TEXT BLOCK
========================================================================
Back to repos

dengfeng-ai/tangshi-lora

View on GitHubAnalyzed March 16, 2026

Overview

tangshi-lora (GitHub) is a project for fine-tuning the Qwen-2.5-1.5B-Instruct large language model on Tang dynasty poetry using the QLoRA (Quantized Low-Rank Adapter) technique. It is a modern, parameter-efficient follow-up to tangshi-gpt, leveraging the latest in PEFT (Parameter-Efficient Fine-Tuning) methods to enable high-quality, domain-specific text generation with minimal compute resources.

The repository provides a full pipeline: from downloading and preprocessing a large-scale Tang poetry corpus, to instruction-tuning dataset creation, QLoRA-based training, and both quantitative (BLEU, perplexity) and qualitative evaluation. A pre-trained LoRA adapter is included for immediate use, and the codebase is designed for easy reproducibility and extension.
========================================================================
SOURCE MATERIAL
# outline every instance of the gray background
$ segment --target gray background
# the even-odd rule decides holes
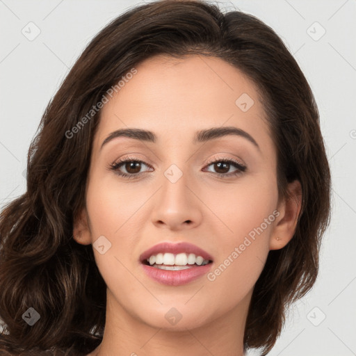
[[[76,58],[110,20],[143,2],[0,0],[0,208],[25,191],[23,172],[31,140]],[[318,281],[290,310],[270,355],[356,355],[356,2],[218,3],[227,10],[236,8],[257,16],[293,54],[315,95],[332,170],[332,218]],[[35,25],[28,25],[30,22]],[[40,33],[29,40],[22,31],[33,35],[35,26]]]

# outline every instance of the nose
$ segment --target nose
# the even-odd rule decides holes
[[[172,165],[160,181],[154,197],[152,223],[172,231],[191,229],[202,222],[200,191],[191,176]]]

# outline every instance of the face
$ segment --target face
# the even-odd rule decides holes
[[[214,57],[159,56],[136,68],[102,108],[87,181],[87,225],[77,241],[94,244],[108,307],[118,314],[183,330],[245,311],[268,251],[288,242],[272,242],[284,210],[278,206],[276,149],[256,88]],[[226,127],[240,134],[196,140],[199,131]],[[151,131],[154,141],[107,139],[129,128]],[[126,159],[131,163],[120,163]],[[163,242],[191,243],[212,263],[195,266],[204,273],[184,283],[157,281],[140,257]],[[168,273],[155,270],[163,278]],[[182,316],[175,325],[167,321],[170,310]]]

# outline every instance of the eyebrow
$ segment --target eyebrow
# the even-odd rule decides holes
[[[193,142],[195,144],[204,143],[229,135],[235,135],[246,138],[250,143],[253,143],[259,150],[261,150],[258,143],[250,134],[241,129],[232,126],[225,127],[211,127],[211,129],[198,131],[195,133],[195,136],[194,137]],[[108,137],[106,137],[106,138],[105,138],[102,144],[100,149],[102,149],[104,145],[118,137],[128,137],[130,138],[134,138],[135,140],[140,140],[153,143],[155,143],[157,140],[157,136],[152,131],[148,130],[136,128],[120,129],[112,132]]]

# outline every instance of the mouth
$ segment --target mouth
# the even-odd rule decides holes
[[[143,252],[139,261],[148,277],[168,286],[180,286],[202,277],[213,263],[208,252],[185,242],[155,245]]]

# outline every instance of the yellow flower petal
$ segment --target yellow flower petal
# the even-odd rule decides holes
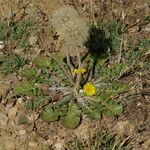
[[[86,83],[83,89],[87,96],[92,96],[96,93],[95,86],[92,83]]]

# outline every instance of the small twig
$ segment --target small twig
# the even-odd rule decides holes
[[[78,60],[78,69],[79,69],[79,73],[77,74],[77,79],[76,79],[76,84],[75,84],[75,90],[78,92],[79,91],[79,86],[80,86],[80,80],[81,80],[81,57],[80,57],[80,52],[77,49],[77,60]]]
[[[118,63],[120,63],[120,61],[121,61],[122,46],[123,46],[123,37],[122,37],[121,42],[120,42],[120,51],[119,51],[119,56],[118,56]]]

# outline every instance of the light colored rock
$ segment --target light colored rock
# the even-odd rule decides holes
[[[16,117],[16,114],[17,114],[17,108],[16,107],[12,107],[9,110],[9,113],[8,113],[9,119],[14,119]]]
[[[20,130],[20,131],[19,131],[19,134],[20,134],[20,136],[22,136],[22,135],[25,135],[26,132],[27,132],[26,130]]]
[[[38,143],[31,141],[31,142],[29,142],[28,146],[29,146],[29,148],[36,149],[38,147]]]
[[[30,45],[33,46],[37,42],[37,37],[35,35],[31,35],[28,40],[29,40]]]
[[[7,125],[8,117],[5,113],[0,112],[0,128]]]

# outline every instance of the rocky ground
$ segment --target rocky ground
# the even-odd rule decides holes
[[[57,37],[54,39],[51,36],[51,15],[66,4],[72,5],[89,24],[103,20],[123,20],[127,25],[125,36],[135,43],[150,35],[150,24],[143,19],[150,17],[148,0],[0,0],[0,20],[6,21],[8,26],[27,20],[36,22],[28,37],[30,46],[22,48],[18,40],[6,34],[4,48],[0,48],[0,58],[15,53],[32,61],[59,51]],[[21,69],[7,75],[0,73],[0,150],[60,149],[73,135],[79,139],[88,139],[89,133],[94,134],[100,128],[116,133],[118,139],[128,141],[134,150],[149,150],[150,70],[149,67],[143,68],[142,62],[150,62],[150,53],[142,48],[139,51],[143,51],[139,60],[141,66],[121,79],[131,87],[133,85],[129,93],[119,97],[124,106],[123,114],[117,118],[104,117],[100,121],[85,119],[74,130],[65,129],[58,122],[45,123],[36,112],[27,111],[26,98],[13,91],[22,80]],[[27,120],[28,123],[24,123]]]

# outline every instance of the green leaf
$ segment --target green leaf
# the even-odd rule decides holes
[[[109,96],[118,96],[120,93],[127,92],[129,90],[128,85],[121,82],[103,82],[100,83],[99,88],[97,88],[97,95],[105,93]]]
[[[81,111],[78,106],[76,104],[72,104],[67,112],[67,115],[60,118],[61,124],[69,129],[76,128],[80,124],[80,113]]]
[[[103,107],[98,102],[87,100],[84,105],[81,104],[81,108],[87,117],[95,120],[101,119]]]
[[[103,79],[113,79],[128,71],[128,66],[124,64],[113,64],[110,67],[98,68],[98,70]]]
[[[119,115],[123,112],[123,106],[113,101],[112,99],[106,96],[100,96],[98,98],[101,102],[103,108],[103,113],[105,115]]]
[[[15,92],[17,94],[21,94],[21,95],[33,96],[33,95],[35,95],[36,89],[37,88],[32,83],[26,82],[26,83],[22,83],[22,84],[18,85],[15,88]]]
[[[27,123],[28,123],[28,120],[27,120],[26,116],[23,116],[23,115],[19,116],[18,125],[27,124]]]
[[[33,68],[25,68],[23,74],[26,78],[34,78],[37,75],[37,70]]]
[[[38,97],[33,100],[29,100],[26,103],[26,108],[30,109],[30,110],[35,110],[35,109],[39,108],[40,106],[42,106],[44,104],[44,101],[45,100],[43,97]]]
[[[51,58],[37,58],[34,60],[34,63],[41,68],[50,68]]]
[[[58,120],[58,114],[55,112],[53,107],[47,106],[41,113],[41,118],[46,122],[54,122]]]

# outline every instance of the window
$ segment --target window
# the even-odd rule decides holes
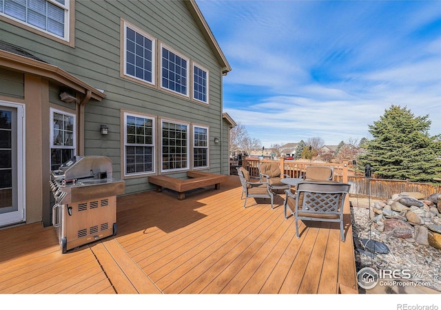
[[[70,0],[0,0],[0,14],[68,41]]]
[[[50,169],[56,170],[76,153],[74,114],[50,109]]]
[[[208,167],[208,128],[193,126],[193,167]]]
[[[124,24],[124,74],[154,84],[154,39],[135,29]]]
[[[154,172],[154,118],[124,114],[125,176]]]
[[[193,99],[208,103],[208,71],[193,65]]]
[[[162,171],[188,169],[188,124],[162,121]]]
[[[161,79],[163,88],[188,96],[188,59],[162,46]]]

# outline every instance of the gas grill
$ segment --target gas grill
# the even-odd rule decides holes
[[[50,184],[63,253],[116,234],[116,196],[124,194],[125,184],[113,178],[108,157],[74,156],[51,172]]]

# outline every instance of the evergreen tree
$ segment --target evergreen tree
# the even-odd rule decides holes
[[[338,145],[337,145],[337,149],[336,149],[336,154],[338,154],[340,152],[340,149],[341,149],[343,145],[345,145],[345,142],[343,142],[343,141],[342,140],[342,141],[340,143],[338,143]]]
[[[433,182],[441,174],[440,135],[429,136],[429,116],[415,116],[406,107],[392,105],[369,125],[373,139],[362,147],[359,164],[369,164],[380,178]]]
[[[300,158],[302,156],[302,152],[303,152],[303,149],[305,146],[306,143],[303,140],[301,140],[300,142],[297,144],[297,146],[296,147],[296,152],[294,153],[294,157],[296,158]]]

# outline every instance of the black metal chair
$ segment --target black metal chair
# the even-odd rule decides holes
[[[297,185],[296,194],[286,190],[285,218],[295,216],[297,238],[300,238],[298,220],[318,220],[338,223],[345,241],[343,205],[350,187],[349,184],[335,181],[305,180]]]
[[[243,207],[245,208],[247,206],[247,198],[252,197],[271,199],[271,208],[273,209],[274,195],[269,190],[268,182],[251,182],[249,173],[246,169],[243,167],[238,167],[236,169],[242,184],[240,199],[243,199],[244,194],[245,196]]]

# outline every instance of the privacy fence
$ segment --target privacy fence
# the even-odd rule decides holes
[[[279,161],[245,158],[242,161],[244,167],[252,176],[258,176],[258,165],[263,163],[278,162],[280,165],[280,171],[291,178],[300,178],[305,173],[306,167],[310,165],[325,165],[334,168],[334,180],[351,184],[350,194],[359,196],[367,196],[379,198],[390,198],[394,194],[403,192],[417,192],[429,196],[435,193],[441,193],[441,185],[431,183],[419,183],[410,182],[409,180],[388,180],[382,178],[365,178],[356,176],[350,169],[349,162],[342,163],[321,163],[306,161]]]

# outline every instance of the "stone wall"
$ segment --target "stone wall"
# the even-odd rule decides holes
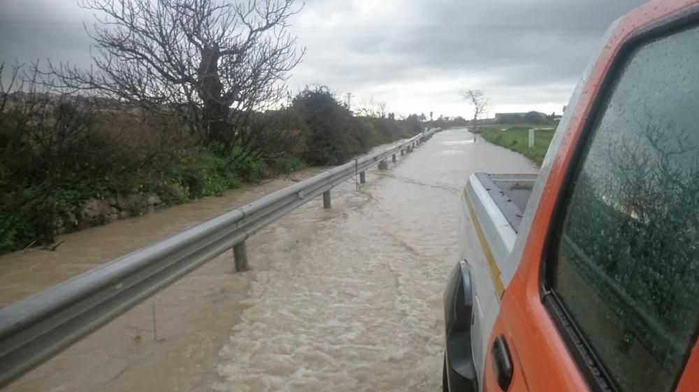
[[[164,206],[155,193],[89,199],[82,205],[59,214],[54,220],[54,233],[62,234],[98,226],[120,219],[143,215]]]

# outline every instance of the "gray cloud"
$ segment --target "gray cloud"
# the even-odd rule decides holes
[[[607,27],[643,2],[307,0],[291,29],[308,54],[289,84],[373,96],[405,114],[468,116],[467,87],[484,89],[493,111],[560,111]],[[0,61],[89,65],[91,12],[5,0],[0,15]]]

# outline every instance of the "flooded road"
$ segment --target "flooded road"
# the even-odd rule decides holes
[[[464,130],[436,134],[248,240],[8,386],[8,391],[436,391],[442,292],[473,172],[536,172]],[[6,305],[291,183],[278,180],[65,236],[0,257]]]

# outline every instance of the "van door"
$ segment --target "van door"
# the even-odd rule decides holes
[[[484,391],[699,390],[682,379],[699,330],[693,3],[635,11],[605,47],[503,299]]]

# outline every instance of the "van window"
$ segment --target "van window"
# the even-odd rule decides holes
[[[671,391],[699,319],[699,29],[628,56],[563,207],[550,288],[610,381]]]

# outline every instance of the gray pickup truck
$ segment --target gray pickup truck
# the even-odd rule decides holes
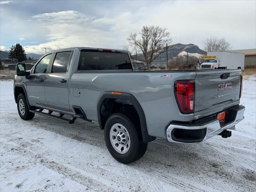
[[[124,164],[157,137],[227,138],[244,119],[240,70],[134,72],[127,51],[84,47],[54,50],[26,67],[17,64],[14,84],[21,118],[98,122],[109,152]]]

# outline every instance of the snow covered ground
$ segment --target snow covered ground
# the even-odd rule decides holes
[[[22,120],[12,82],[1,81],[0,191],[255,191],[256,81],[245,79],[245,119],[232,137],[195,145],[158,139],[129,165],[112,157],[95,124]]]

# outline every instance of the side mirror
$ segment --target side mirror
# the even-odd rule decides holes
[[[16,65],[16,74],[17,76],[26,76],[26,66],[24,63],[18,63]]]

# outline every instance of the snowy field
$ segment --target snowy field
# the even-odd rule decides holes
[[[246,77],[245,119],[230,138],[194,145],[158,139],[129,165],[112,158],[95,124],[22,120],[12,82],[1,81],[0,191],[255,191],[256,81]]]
========================================================================
Retype the part of the tangshi-lora overview starting at "View on GitHubAnalyzed" and ending at "minimal compute resources.". You won't need the listing for this.

RESPONSE TO THIS EXERCISE
View on GitHubAnalyzed March 16, 2026

Overview

tangshi-lora (GitHub) is a project for fine-tuning the Qwen-2.5-1.5B-Instruct large language model on Tang dynasty poetry using the QLoRA (Quantized Low-Rank Adapter) technique. It is a modern, parameter-efficient follow-up to tangshi-gpt, leveraging the latest in PEFT (Parameter-Efficient Fine-Tuning) methods to enable high-quality, domain-specific text generation with minimal compute resources.